What is expected → Turn every line of the records below into a JSON list of strings, one string per line, with blank lines left out. Skip the pictures.

The data →
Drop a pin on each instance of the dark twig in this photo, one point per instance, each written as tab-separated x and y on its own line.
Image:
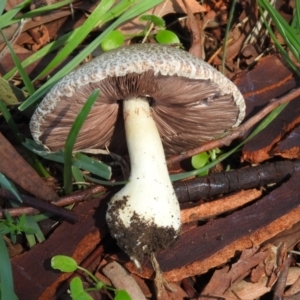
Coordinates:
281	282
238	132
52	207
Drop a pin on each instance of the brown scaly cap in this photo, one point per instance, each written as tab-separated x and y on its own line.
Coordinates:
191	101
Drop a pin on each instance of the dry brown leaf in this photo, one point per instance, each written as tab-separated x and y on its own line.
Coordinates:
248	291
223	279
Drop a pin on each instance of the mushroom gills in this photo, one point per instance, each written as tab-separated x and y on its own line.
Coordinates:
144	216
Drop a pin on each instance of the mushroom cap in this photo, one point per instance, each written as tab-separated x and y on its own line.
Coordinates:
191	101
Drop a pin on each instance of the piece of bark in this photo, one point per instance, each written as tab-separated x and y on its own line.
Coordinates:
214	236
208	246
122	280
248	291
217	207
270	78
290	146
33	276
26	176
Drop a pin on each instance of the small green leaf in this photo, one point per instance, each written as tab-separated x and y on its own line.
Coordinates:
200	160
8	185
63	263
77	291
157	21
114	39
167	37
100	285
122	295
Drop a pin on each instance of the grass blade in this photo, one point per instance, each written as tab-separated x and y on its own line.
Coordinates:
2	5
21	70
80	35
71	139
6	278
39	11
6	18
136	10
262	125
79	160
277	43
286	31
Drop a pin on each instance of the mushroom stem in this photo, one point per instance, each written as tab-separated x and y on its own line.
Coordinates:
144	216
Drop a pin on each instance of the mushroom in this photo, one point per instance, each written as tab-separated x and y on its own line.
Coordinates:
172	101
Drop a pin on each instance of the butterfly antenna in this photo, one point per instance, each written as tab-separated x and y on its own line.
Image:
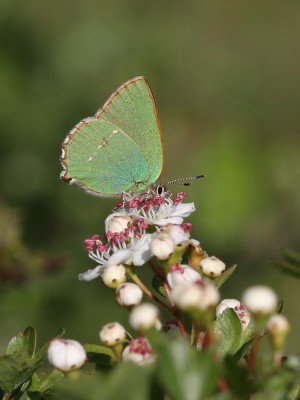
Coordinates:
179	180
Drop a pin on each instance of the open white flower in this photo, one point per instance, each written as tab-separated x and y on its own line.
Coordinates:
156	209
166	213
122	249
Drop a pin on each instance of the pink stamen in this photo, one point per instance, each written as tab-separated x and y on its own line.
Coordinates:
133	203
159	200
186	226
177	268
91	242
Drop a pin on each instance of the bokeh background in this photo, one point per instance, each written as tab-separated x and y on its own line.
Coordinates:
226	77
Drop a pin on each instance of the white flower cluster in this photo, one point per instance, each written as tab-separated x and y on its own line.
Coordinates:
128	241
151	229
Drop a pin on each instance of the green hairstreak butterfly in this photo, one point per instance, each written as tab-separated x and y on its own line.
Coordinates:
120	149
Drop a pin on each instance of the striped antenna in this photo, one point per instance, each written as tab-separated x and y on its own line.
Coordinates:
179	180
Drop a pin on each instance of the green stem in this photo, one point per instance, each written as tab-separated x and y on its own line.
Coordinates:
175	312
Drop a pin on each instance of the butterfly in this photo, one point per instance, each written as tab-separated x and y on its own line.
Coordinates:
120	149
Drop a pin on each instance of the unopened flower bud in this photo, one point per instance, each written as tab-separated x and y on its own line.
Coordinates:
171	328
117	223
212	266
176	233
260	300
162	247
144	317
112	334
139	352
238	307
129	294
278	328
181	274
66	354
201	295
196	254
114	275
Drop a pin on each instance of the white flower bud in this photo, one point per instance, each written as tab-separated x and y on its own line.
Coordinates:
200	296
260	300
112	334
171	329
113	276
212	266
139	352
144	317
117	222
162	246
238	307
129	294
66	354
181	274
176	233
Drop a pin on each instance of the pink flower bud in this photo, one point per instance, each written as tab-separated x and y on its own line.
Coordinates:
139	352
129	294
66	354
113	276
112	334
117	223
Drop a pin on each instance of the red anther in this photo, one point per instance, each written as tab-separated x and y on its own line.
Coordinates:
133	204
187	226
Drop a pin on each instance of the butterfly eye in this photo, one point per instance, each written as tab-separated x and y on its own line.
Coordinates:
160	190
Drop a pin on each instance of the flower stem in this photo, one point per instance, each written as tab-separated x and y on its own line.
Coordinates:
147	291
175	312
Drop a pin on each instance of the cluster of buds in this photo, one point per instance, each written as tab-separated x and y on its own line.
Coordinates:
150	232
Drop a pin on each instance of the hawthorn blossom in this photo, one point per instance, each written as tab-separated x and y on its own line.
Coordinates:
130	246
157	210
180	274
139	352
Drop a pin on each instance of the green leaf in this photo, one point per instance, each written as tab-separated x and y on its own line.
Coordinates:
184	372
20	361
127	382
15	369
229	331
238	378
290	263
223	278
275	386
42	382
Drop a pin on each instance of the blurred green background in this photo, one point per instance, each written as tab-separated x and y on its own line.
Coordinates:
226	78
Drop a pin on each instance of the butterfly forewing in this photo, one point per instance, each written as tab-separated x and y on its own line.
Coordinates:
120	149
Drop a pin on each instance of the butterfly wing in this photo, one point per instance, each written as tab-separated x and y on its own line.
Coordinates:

Completed exercise →
[
  "Drop a pin on each instance of the dark twig in this photo, one point per instance, each written as tab-separated x and y on its own line.",
  "Image:",
  "Coordinates:",
  "281\t282",
  "238\t132",
  "52\t207",
  "Drop a pin on each instance of the brown scaly cap in this photo, one point per instance, each written as tab-separated x and y on its own line.",
  "Coordinates:",
  "191\t101",
  "Drop a pin on each instance of the dry brown leaf in this photo, one point per instance, each written as tab-separated x and y on its own line.",
  "Coordinates:",
  "248\t291",
  "223\t279",
  "Drop a pin on each instance of the mushroom gills in this photo, one point per instance, each written as tab-separated x and y on its own line.",
  "Coordinates:",
  "144\t216",
  "Drop a pin on each instance of the mushroom cap in this photo, one point per instance, each written as tab-separated x and y on its own line.",
  "Coordinates:",
  "191\t101",
  "Drop a pin on each instance of the piece of bark in this photo, one point per instance, each written as tab-separated x and y on its own line.",
  "Coordinates:",
  "214\t236",
  "208\t246",
  "122\t280",
  "248\t291",
  "217\t207",
  "270\t78",
  "290\t146",
  "33\t276",
  "26\t176",
  "Drop a pin on each instance of the small green leaf in this photo, one point per instance, each written as tab-separated x and y on its own line.",
  "Coordinates:",
  "200\t160",
  "8\t185",
  "63\t263",
  "77\t291",
  "157\t21",
  "114\t39",
  "167\t37",
  "100\t285",
  "122\t295",
  "Drop a pin on each instance of the grass blade in this photo, one point per instance, each written as tab-separated x and y on its own line.",
  "Coordinates:",
  "2\t5",
  "21\t70",
  "80\t35",
  "71\t139",
  "6\t278",
  "39\t11",
  "6\t18",
  "136\t10",
  "262\t125",
  "79\t160",
  "277\t43",
  "286\t31",
  "Drop a pin on each instance of the mushroom stem in this photo, one point per instance, each written as tab-separated x and y on its own line.",
  "Coordinates:",
  "144\t216",
  "Drop a pin on each instance of the mushroom in this photo, one point per instance, each written as tab-separated x and y on its own line.",
  "Coordinates:",
  "172\t101",
  "Drop a pin on each instance of the butterfly antenna in this photo, one point per instance, each written as tab-separated x and y on its own line.",
  "Image:",
  "Coordinates:",
  "179\t180",
  "Drop a pin on each instance of the open white flower in this photo, one point per instance, each written as tab-separated x and y on its own line.",
  "Coordinates:",
  "156\t209",
  "166\t213",
  "122\t249",
  "Drop a pin on each instance of the pink stamen in this photo, one point per instance, each written as tab-separated x and y on its own line.",
  "Coordinates:",
  "133\t203",
  "159\t200",
  "186\t226",
  "177\t268",
  "91\t242",
  "Drop a pin on each instance of the bokeh background in this photo, one point per instance, each written as tab-separated x and y on its own line.",
  "Coordinates:",
  "226\t77",
  "Drop a pin on each instance of the white flower cluster in this photo, one point per instance, each written as tab-separated x and y on its own line.",
  "Coordinates:",
  "128\t241",
  "151\t229",
  "Drop a pin on each instance of the green hairstreak butterfly in this photo, one point per instance, each written as tab-separated x and y on its own line.",
  "Coordinates:",
  "120\t149",
  "Drop a pin on each instance of the striped antenna in this photo, one point per instance, each written as tab-separated x and y on its own line.",
  "Coordinates:",
  "179\t180",
  "Drop a pin on each instance of the green stem in this photo, one point per instance, each written as tab-separated x and y on its own line.",
  "Coordinates:",
  "175\t312",
  "Drop a pin on each instance of the butterfly in this photo, one point per instance, each written as tab-separated x and y on its own line.",
  "Coordinates:",
  "120\t149",
  "Drop a pin on each instance of the unopened flower bud in this photo, one point per instance, each written as tab-separated x and y on its own line.",
  "Coordinates:",
  "171\t328",
  "117\t223",
  "212\t266",
  "176\t233",
  "260\t300",
  "162\t247",
  "144\t317",
  "112\t334",
  "139\t352",
  "238\t307",
  "129\t294",
  "278\t328",
  "181\t274",
  "66\t354",
  "201\t295",
  "196\t254",
  "114\t275",
  "Drop a pin on each instance of the white flower bud in this photo, one point per instance, each written as tab-separated x and y on its own line.",
  "Coordinates:",
  "200\t296",
  "260\t300",
  "112\t334",
  "171\t329",
  "113\t276",
  "212\t266",
  "139\t352",
  "144\t317",
  "117\t222",
  "162\t246",
  "238\t307",
  "129\t294",
  "66\t354",
  "181\t274",
  "176\t233",
  "Drop a pin on each instance of the pink flower bud in this photo, one point per instance, each written as tab-separated x and y on its own line.",
  "Coordinates:",
  "139\t352",
  "129\t294",
  "66\t354",
  "113\t276",
  "112\t334",
  "117\t223",
  "Drop a pin on each instance of the red anther in this photo, one point per instance, each written as tab-separated x and y on its own line.",
  "Coordinates:",
  "133\t204",
  "187\t226",
  "Drop a pin on each instance of the butterfly eye in this photo, one point per instance, each written as tab-separated x and y on its own line.",
  "Coordinates:",
  "160\t190",
  "Drop a pin on each instance of the flower stem in this photo, one point per instance, each written as tab-separated x and y on its own line.",
  "Coordinates:",
  "147\t291",
  "175\t312",
  "Drop a pin on each instance of the cluster of buds in this photo, one point per instance, each written as tab-separated x and y on its own line.",
  "Coordinates:",
  "150\t232",
  "Drop a pin on each instance of the hawthorn blossom in this photo, one point per instance, each written as tab-separated x and y on its own line.",
  "Coordinates:",
  "130\t246",
  "157\t210",
  "180\t274",
  "139\t352",
  "Drop a pin on each instance of the green leaf in this photo, one point per instance, each written as tab-separated x and y on its own line.",
  "Coordinates:",
  "184\t372",
  "20\t361",
  "127\t382",
  "15\t369",
  "229\t331",
  "238\t378",
  "290\t263",
  "223\t278",
  "275\t386",
  "42\t382",
  "Drop a pin on each instance of the blurred green background in this photo, one point per instance, each written as tab-separated x and y on its own line.",
  "Coordinates:",
  "226\t78",
  "Drop a pin on each instance of the butterfly forewing in this photo, one point per instance, each written as tab-separated x and y on its own line.",
  "Coordinates:",
  "120\t149",
  "Drop a pin on each instance of the butterfly wing in this photo, one point per instance, each written as tab-separated x and y on its own line.",
  "Coordinates:"
]